Exercise
Rewrite the listing below, replacing every occurrence of "one point per instance" with "a single point for each instance" and leaving everything else unchanged. Omit the pictures from your answer.

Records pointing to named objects
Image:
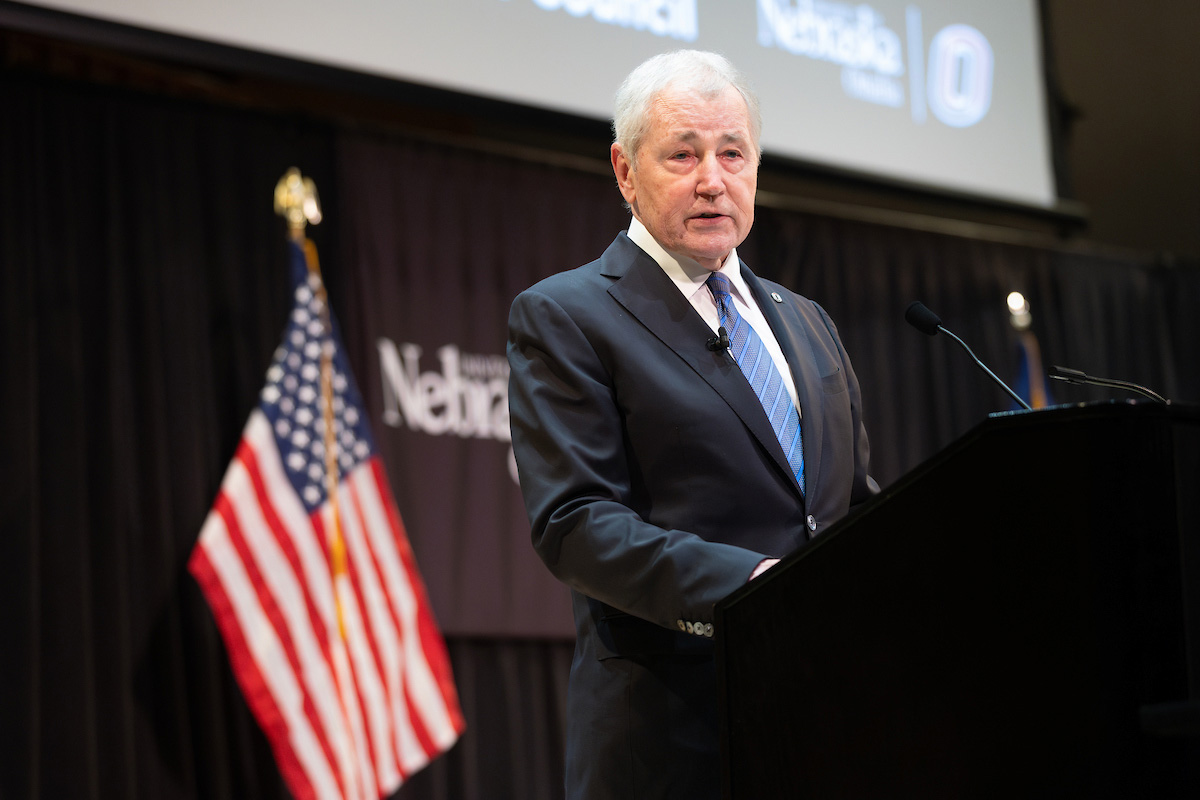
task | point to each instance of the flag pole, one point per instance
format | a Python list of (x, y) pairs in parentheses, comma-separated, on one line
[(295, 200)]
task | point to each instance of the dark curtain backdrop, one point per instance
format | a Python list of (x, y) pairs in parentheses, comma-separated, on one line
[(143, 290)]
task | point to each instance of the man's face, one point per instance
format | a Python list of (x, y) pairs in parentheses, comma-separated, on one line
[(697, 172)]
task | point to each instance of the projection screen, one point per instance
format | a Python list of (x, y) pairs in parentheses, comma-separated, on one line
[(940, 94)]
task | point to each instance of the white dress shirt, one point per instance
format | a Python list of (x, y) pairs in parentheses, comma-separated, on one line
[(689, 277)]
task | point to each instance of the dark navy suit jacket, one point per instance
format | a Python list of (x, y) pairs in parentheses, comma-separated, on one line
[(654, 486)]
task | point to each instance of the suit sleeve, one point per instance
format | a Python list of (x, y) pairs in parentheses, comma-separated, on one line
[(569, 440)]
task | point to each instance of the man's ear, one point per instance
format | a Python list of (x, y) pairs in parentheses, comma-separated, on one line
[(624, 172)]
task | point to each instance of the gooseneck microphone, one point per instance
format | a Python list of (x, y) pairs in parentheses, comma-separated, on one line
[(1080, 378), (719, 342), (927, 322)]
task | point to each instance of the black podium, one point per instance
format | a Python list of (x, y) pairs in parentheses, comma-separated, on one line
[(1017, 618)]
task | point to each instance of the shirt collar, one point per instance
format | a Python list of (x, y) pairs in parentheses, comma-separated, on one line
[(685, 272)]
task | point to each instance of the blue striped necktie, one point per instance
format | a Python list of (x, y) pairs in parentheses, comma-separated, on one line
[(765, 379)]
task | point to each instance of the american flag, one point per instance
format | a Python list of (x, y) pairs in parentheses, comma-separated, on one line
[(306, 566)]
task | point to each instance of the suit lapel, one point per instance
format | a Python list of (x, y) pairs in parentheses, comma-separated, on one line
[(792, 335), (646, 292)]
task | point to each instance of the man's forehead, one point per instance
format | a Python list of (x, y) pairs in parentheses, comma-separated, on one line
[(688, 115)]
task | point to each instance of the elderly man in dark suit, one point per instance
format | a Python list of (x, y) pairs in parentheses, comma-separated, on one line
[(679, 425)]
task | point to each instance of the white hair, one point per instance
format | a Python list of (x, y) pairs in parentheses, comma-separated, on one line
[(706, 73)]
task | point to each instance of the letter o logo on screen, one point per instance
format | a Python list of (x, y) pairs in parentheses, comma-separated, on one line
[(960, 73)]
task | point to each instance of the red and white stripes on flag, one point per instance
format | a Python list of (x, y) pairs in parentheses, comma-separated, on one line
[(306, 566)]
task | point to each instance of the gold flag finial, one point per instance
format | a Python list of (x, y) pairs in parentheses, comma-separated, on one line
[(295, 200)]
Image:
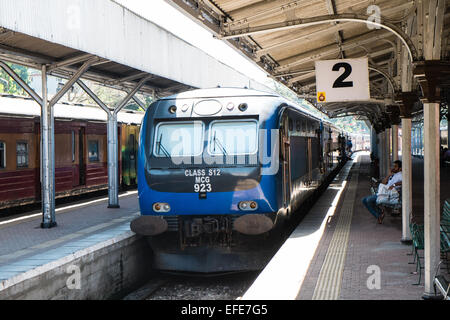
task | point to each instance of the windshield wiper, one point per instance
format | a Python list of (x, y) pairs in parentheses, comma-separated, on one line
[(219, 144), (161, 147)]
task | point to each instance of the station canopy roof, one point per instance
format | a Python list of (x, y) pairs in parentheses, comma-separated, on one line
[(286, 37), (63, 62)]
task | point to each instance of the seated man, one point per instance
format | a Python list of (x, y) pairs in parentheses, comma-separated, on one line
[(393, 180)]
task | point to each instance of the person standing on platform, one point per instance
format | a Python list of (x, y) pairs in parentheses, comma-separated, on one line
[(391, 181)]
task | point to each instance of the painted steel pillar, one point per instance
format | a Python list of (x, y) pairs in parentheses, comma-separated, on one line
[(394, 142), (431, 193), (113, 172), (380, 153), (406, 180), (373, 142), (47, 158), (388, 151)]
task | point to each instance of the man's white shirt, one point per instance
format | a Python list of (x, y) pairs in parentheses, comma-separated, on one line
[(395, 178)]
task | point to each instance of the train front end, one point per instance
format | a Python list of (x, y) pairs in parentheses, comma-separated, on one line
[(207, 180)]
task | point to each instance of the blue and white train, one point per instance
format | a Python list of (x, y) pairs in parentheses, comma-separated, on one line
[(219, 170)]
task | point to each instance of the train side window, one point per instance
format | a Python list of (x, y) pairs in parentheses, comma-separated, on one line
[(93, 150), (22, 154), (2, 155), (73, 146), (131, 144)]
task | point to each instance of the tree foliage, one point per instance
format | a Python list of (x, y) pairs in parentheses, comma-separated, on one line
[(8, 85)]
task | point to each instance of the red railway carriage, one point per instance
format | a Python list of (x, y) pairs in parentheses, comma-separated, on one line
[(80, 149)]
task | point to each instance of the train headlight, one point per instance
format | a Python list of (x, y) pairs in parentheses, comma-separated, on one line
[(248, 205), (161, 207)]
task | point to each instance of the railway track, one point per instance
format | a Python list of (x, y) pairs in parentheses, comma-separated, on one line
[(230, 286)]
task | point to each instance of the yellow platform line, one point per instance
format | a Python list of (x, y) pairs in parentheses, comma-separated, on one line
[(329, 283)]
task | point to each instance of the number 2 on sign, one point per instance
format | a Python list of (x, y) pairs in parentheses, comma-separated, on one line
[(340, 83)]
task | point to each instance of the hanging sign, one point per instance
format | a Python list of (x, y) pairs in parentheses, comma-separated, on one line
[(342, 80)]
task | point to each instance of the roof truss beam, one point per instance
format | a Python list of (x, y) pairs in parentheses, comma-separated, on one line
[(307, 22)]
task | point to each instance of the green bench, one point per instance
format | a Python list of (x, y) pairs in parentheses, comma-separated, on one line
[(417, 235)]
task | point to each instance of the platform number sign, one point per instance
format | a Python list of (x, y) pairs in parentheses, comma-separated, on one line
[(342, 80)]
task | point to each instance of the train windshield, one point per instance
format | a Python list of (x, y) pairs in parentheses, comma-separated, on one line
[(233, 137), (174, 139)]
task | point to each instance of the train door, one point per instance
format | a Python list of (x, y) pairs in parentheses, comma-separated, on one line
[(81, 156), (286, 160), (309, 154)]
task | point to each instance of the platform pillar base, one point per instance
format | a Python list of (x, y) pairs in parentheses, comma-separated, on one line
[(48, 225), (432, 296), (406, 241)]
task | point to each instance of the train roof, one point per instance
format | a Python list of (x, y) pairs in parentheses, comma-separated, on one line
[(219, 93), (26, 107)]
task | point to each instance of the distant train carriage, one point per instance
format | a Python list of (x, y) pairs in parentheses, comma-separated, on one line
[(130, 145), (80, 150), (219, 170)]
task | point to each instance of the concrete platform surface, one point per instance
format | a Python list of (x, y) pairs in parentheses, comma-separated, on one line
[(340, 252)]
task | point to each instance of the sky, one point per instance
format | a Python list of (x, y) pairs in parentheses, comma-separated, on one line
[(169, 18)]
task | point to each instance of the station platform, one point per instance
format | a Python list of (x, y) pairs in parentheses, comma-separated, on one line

The reply
Image:
task | point to each instance of the flag pole, a single point for each instance
format | a Python list of (x, y) pairs in parentheses, comma-separated, on one line
[(295, 200)]
task | point to each instance of the dark curtain backdrop, a single point for each instance
format | a Python list of (x, y) pairs in parentheses, comma-separated, on one line
[(143, 290)]
task | point to each instance of the man's face, a single point for each instance
format | a Python list of (x, y) pairs in parentheses, comma-separated, on one line
[(697, 172)]
task | point to each instance of the projection screen, a single point for each instance
format | a Python list of (x, y) pairs in parentheses, comma-separated, on one line
[(940, 94)]
task | point to each instance of the white dress shirt, a single point for each instance
format | a Python list of (x, y) pairs in parentheses, comma-separated, on one line
[(689, 277)]
task | point to each instance of the dark navy suit jacket, a single point for each instance
format | a Python list of (x, y) pairs in parentheses, comma-separated, on one line
[(654, 486)]
task | point to each instance of the suit sleeve, a single point for each instance
format | a Python list of (x, y) pairs in parentheses, comma-separated, on one line
[(569, 440)]
task | point to each instance of the man's ear, a single point for each instance
format | a Python list of (x, y) pairs in parentheses, comma-separated, on one line
[(624, 172)]
task | point to each instance of the gooseneck microphone, a single point for each instance
format | a Python list of (x, y) pairs in parentheses, comma-separated, on one line
[(1080, 378), (719, 342), (927, 322)]
task | point to each instance of the black podium, a single point for each instance
format | a Python list of (x, y) pairs in parentheses, comma-separated, on one line
[(1017, 618)]
task | point to each instance of the shirt collar, a single point for each instance
format | a Python list of (x, y) pairs in parentheses, comma-separated, on one line
[(685, 272)]
task | point to each instance of the blue striped necktie, a single point for each instance
format | a Python list of (x, y) pairs in parentheses, comma-separated, on one line
[(765, 379)]
task | point to each instance of the american flag, a single point for each instance
format | a Python list of (x, y) pairs in parentheses, comma-separated, on one line
[(306, 566)]
task | point to each instance of the suit lapel, a single point for each instance
format | a Python list of (x, y) pairs in parentheses, comma-separated, on one line
[(792, 335), (646, 292)]
task | point to each instance of the man's forehead, a single point for each instance
format | a Python list of (x, y) pairs in parentheses, comma-separated, on one line
[(688, 115)]
task | point to each instance of the elderly man in dark suit, a single point for each instance
format | a Python list of (x, y) pairs in parentheses, comma-separated, on one line
[(679, 425)]
task | point to each instance of the white hair, a single point for each instance
format | a Python list of (x, y) pairs in parentheses, comma-separated, on one line
[(706, 73)]
task | point to each instance of the letter o logo on screen, a single point for each instance
format | a Python list of (x, y) pairs in parentheses, comma-separated, on one line
[(960, 73)]
task | point to each instance of the red and white stripes on flag, a single point for each instance
format | a Python list of (x, y) pairs in parentheses, comma-separated, on one line
[(306, 566)]
task | point to each instance of the gold flag finial, a single point for each instance
format | a Python list of (x, y) pairs in parentheses, comma-separated, on one line
[(295, 200)]
Image:
task | point to each instance of the windshield wiper, a single point for each instance
format | a Python list of (x, y) pairs in parentheses, comma-separated, on one line
[(219, 144), (161, 147)]
task | point to each instance of the station canopy roof, a single point for each instance
format | a Python list of (x, y) pairs in parentheses, comma-separated, on one line
[(286, 37), (63, 62)]
task | point to each instance of the seated man, a single point for each instance
format | a Python list of (x, y) pairs in parentheses, comma-separated, on one line
[(393, 180)]
task | point to each instance of the person standing on platform, a single point for each instance
format | a Python list of (x, y) pairs in parentheses, comma-separated, on one line
[(391, 181)]
task | point to each instance of the painted steel pillar, a single point for each instance
format | a Python list of (x, y) pairs in parentheses, comma-separated, on one line
[(394, 142), (431, 193), (113, 172), (380, 153), (406, 180), (373, 142), (47, 158), (388, 151)]
task | point to each instance of the man's white shirt, a single point for each instance
format | a Python list of (x, y) pairs in parentheses, comma-separated, on one line
[(395, 178)]
task | point to each instance of the train front end, a single point for each instance
format | a Python list of (x, y) pairs in parentheses, comma-separated, on one line
[(207, 180)]
task | point to each instance of the blue and white train, a single point for each instance
format | a Python list of (x, y) pairs in parentheses, comma-separated, on one line
[(219, 170)]
task | point to each instance of the train side window, a single point for each instance
format | a Python list of (x, y) pairs in parentheses, comma-separated, on one line
[(93, 150), (22, 154), (2, 155), (73, 146), (131, 144)]
task | point to each instance of the tree foliage, a single point for each instance
format | a Python list of (x, y) pairs in parentheses, comma-separated, on one line
[(8, 85)]
task | point to each instance of the red railway carriage, a single point for each instance
format | a Python list of (x, y) pairs in parentheses, comma-separated, on one line
[(80, 149)]
task | point to each instance of the train headlight, a single point for each instance
format | a Python list of (x, y) pairs in parentheses, comma-separated, on one line
[(248, 205), (161, 207)]
task | point to each instance of the railway track, a single point for each instance
format | a Python list of (x, y) pairs in parentheses, comma-separated, on one line
[(230, 286)]
task | point to each instance of the yellow platform line, a single point for each instance
format | a Python list of (x, y) pairs in parentheses, comma-separated, on one line
[(329, 283)]
task | point to each instance of the number 2 on sign, a single point for each instance
format | a Python list of (x, y) pairs in parentheses, comma-separated, on one line
[(340, 83)]
task | point to each instance of the hanging sign, a single point for each instance
format | a Python list of (x, y) pairs in parentheses, comma-separated, on one line
[(342, 80)]
task | point to each instance of the roof truss beam, a single point for each instance
format | a Python list of (x, y) pairs in parentheses, comma-separated, on one line
[(307, 22)]
task | point to each instance of the green bench, a single point for each instance
format | a Python list of (x, y) pairs in parentheses, comma-separated, on one line
[(417, 235)]
task | point to each instance of the platform number sign, a single point for each instance
format | a Python list of (x, y) pairs in parentheses, comma-separated, on one line
[(342, 80)]
task | point to each instance of the train windshield, a single point for each instance
format | a Python list of (x, y) pairs in parentheses, comma-separated, on one line
[(233, 137), (174, 139)]
task | point to each instance of the train door, a single point for each instance
format | a Python list of (x, y) pairs in parentheses, comma-separated, on one line
[(81, 156), (286, 160), (309, 154)]
task | point to each instance of the platform pillar base, a single point for each instance
format | a Python list of (x, y) pairs in parentheses, comma-separated, on one line
[(48, 225), (432, 296), (406, 241)]
task | point to each instance of the train roof, a single point for each instance
format | a Python list of (x, y) pairs in parentheses, comma-separated, on one line
[(219, 93), (26, 107)]
task | point to each instance of the distant train carriage, a single point for each instance
format | a Python list of (x, y) pairs in parentheses, comma-separated, on one line
[(130, 145), (80, 150), (219, 170)]
task | point to each instance of the concrete platform surface, a single point for each instance
format | a Python list of (x, y) pairs in parentheses, comma-separated, on one line
[(340, 252)]
task | point to each instance of the sky, a single point for each instance
format | a Python list of (x, y) pairs in parentheses, comma-separated, on one line
[(169, 18)]
task | point to each instance of the station platform, a single point for each instance
format | a Python list of (x, y) pairs in parentheses, comma-separated, on one line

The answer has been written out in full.